▸ PAGE EXTRACT
## START
Safe Environment Training Program Best Practices


The power of safe environment training is in empowering all of the people who work with and around children with a basic understanding and knowledge to recognize child abuse and alert proper authorities early enough to minimize abuse. In essence, effective safe environment training creates thousands of trained eyes constantly watching for signs of abuse.

In a recent news story, a high school coach admitted to sexually abusing a girl on the team he coached. The abuse was eventually discovered by the parent. If all of the assistant coaches, volunteers, parents and staff at the school had been trained in recognizing signs of child abuse, it's possible someone would have observed the coach's and girl's behaviors and notified authorities sooner.

When thousands of eyes are focused on abuse child abusers are put on notice that everyone around them will be watching them and the children. Knowing that everyone with whom they work and volunteer is watching for signs of child abuse may scare away or give pause to child abusers. In the above example, the coach may never have risked his career and life if he had known that everyone around him could spot his abusive behaviors.

As a leader in your diocese tasked with responsibility for safe environment training, you understand the importance of implementing effective safe environment training. The following best practices can greatly impact your safe environment training program:

Best practices in safe environment training programsRespectful of Local Diocesan Needs
While all arch/dioceses/eparchies share a common mission, no two dioceses are the same. One size does not fit all. Make sure to ask for a program that meets YOUR diocese's training needs, not those of the provider.

Cost-effective
While everyone has their own definition of "cost-effective," every diocese is responsible for effective stewardship of its diocesan budget. Look at the total budget including all aspects of developing, licensing training content, staffing, reporting and running the training program. Safe environment training does not need to be expensive to be effective!

Remember too that your volunteers spend money on gasoline, babysitters and time off work. While these expenses are not part of your budget, their impact is felt by your volunteer community and could impact volunteer recruitment and retention efforts. A safe environment training program with online learning as an option can reduce costs for both diocese and volunteers while decreasing obstacles for volunteers.

Educationally Sound
The material should be understandable at both reading and technical levels. Teaching so people understand the content and can take appropriate action requires more than presenting information. Be sure master educators designed the training.

Demonstrated Understanding
Go beyond recording attendance. Require people to pass a quiz to demonstrate their understanding of the training content before meeting their training requirement. This small requirement helps increase understanding if done correctly and assures parents that diocesan employees and volunteers learned the content.
## END
▸ EXTRACTED ENTRIES
## START
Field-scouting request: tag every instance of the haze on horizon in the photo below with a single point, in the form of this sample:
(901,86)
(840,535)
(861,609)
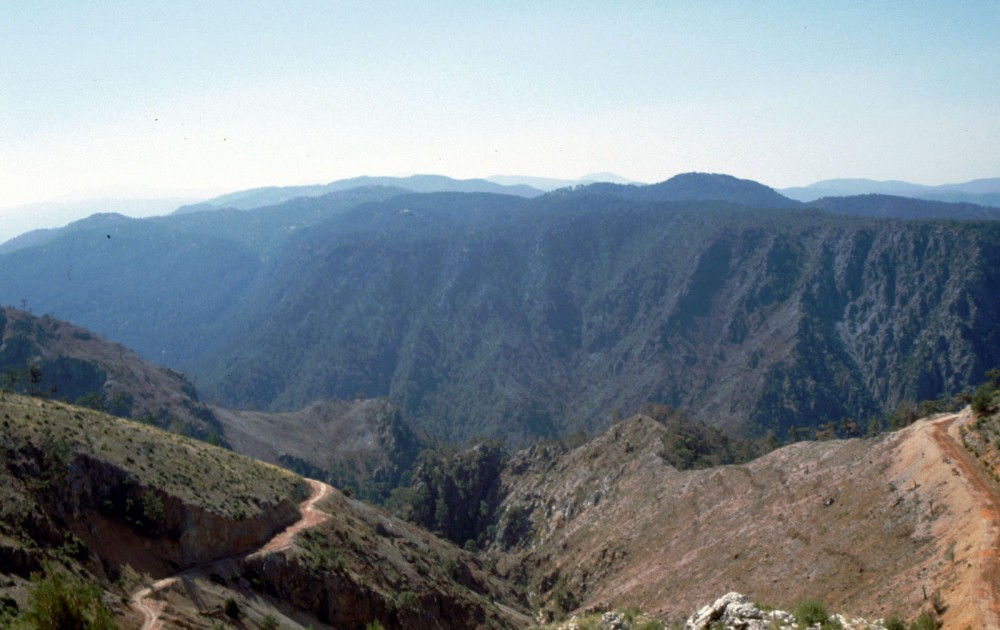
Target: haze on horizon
(195,99)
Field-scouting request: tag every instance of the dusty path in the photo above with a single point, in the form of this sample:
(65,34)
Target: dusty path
(142,600)
(945,434)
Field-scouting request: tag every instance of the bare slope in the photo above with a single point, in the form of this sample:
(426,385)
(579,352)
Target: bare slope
(869,526)
(131,507)
(363,444)
(77,365)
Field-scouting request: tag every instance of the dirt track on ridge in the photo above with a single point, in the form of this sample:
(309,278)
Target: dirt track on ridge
(987,584)
(142,600)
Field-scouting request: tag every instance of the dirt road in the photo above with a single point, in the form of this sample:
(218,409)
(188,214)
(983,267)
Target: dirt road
(945,434)
(142,600)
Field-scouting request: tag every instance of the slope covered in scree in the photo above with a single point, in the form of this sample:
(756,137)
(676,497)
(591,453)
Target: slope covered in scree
(494,315)
(181,533)
(898,524)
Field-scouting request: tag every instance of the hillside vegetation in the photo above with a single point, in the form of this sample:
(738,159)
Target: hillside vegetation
(499,316)
(94,508)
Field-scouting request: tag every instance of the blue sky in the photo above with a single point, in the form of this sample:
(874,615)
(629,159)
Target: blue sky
(144,99)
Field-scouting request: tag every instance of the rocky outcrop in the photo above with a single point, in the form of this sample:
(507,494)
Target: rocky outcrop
(189,533)
(734,611)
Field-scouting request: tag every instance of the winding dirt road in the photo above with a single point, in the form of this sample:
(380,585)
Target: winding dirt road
(142,600)
(945,434)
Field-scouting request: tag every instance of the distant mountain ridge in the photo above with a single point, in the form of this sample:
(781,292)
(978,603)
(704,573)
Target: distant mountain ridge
(273,195)
(984,192)
(548,184)
(498,315)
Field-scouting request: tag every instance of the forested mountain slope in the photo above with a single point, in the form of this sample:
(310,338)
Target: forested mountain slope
(485,314)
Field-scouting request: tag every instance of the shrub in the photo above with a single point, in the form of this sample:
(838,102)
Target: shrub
(58,601)
(982,400)
(895,623)
(811,611)
(926,621)
(232,609)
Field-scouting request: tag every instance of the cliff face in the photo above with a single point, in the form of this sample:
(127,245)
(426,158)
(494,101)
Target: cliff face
(754,320)
(363,565)
(487,315)
(130,493)
(864,525)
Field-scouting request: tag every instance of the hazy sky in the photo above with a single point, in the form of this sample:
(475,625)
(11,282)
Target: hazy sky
(104,98)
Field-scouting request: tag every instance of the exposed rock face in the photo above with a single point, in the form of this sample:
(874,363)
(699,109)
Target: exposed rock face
(612,523)
(363,565)
(365,444)
(734,611)
(188,533)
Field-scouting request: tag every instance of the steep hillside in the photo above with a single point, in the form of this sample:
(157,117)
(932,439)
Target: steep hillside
(106,496)
(540,319)
(365,445)
(703,187)
(871,527)
(494,315)
(895,207)
(162,286)
(42,355)
(177,532)
(982,192)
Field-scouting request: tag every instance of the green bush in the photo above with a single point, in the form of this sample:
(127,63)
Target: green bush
(811,611)
(895,623)
(982,399)
(926,621)
(232,609)
(61,602)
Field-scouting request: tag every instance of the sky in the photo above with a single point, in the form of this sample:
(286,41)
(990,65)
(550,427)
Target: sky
(104,99)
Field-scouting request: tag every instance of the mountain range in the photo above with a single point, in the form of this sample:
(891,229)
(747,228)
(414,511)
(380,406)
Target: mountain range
(449,354)
(521,318)
(984,192)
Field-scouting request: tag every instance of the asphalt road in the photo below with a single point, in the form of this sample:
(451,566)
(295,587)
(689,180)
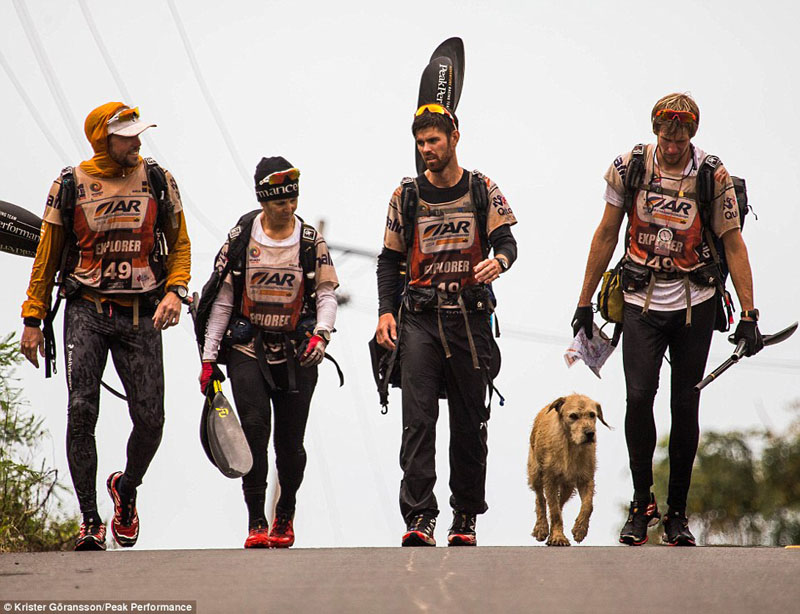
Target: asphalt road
(533,579)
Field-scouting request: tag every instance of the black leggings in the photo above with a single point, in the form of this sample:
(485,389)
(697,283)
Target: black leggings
(88,338)
(252,397)
(645,339)
(424,371)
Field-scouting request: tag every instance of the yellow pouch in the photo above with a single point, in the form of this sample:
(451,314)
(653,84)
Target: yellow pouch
(610,300)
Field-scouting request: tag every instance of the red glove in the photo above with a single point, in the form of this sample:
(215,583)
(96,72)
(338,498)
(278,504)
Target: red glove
(314,352)
(210,371)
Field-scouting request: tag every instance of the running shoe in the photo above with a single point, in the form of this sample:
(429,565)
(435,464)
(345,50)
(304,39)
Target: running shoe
(91,537)
(676,530)
(420,531)
(282,534)
(125,525)
(642,515)
(258,537)
(462,531)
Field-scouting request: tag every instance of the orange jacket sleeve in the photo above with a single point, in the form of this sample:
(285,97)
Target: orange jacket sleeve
(45,265)
(179,260)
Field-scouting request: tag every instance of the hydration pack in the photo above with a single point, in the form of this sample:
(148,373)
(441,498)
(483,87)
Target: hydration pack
(233,262)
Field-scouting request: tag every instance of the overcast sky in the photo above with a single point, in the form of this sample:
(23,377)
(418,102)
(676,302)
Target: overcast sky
(553,92)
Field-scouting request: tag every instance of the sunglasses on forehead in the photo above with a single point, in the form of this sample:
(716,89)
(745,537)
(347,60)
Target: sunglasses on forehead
(279,177)
(126,115)
(435,108)
(684,117)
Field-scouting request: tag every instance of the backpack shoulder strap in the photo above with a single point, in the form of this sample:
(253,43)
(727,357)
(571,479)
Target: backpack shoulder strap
(67,195)
(157,179)
(634,174)
(239,238)
(409,197)
(705,187)
(479,195)
(308,261)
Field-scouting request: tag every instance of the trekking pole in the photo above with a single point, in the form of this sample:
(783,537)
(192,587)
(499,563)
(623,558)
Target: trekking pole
(739,352)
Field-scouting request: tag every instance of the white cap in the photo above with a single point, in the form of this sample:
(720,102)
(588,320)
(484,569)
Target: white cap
(125,122)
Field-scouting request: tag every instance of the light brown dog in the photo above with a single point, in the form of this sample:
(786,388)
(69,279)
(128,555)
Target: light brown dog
(561,459)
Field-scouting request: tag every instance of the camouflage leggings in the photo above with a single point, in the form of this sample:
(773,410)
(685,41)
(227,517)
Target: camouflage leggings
(88,337)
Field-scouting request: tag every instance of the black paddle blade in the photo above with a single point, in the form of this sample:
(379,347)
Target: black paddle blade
(781,335)
(207,403)
(441,81)
(19,230)
(453,49)
(226,439)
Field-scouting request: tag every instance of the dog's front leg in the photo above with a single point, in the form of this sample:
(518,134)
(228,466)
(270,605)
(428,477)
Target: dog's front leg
(557,537)
(581,527)
(541,530)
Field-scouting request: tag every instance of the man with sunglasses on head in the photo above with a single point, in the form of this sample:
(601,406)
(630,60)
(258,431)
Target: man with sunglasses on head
(669,276)
(443,224)
(114,230)
(273,312)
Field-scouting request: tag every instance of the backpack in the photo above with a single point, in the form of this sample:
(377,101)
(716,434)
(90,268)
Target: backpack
(634,177)
(232,261)
(386,369)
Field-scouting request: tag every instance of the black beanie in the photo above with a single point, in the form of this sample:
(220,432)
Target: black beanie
(264,191)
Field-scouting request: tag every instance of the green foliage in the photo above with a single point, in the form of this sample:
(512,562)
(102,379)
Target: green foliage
(28,495)
(738,497)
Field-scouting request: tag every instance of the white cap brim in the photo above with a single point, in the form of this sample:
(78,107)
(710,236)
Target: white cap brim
(130,129)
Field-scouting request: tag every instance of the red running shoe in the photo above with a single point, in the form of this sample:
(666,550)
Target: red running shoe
(91,537)
(420,531)
(282,534)
(125,525)
(258,537)
(462,531)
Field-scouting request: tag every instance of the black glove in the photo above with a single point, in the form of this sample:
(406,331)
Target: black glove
(747,330)
(583,319)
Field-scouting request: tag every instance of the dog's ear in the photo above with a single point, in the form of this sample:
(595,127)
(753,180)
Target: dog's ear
(600,414)
(557,404)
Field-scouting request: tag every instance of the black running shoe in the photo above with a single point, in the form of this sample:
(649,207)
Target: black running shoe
(641,516)
(462,531)
(676,530)
(420,531)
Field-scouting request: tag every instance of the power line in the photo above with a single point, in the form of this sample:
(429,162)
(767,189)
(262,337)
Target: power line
(50,76)
(207,95)
(34,112)
(209,225)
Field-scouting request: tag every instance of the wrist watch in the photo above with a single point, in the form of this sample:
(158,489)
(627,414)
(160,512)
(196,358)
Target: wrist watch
(750,313)
(181,291)
(503,264)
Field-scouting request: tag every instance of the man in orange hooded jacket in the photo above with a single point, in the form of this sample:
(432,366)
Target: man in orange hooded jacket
(122,289)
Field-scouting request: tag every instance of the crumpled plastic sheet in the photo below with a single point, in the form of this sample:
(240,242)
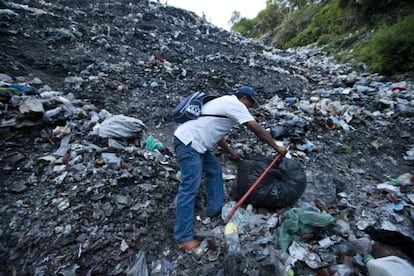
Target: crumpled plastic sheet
(298,222)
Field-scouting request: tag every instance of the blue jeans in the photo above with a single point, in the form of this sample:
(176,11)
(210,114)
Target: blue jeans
(192,167)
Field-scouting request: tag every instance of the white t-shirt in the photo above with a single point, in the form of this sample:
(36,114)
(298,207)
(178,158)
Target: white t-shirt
(205,132)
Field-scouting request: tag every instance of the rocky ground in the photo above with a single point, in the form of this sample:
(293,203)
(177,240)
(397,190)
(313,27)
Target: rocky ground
(78,201)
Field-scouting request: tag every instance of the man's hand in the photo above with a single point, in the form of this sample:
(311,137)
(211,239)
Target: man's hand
(282,150)
(237,155)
## END
▸ TASKS TO COMPLETE
A. Summarize the safe environment training article in two sentences.
B. Write the next part of the safe environment training article, picking up after its last sentence.

▸ EXERCISE RESULTS
A. Safe environment training gives everyone who works with and around children the knowledge to recognize child abuse and alert authorities early, and knowing that so many trained eyes are watching may deter abusers. For diocesan leaders, the article recommends a program that fits local diocesan needs, is cost-effective with online learning as an option, is designed by master educators to be understandable, and requires a passed quiz to demonstrate understanding.

B.
Sustainable Change
While training once or repeating the same training over and over may meet compliance requirements, it falls short in empowering people to create safe environments. People also tire of seeing "the same training as last time" and will tune out at renewal trainings. New training content should be available every year.

Parent Involvement
Parents have ultimate responsibility for protecting their children. Parents also know their children better than anyone else. Safe environment training must be easily accessible to parents.

Availability and Accessibility
An important, and often overlooked aspect of training, is making training available when a person can best focus their attention on learning the content. For some, that time is after putting their children down for bed and relaxing with a cup of tea at their home computer. Other individuals will find several 15 minute periods and access online training over a week between meetings or while traveling on business. For others, it will be in a classroom with other volunteers.

Participants in classroom training may not be fully "present in the moment" when training is being conducted because they are focused on other things, like picking their children up from the babysitter or finishing a project at work. These people will not hear or take in the training content and may as well have not attended the training session.

Ensure that your safe environment training program is accessible over the Internet, in face-to-face sessions and for individuals. By meeting your training participants when, where and how they best learn, you can increase their understanding and ability to act responsibly if called upon.

Language
As immigrants work and volunteer in our communities, it is important to teach them in their native language with sensitivities to their country of origin's culture. Having your safe environment training program in the languages of your immigrant population can greatly improve your non-English speakers participation in the diocese while ensuring a consistent training message in a multicultural environment.

Support Services
If you use an external provider of safe environment training ensure that the provider is going to walk with you in providing support for your diocese's safe environment program. Can you and your participants receive timely responses via live support (phone & chat) as well as email and self-help resources? Just as learning should be available to participants in multiple formats, so should support to best ensure that your training participants can focus on learning the content. And you can focus on fulfilling your mission as a safe environment administrator as well as the other jobs you have in the diocese when you have a support system to lean on.

Reporting
Whether you are looking for a comprehensive report on all participants for your audit or your local coordinators need to verify an individual's training completion, access to your training records should be available whenever you need it. Preparing reports should not take days, weeks or months. Nor should you have to wait for parishes and schools to submit reports for compilation at the diocese. Centralized and standardized data collection and reporting is a big time-saver when preparing for an audit.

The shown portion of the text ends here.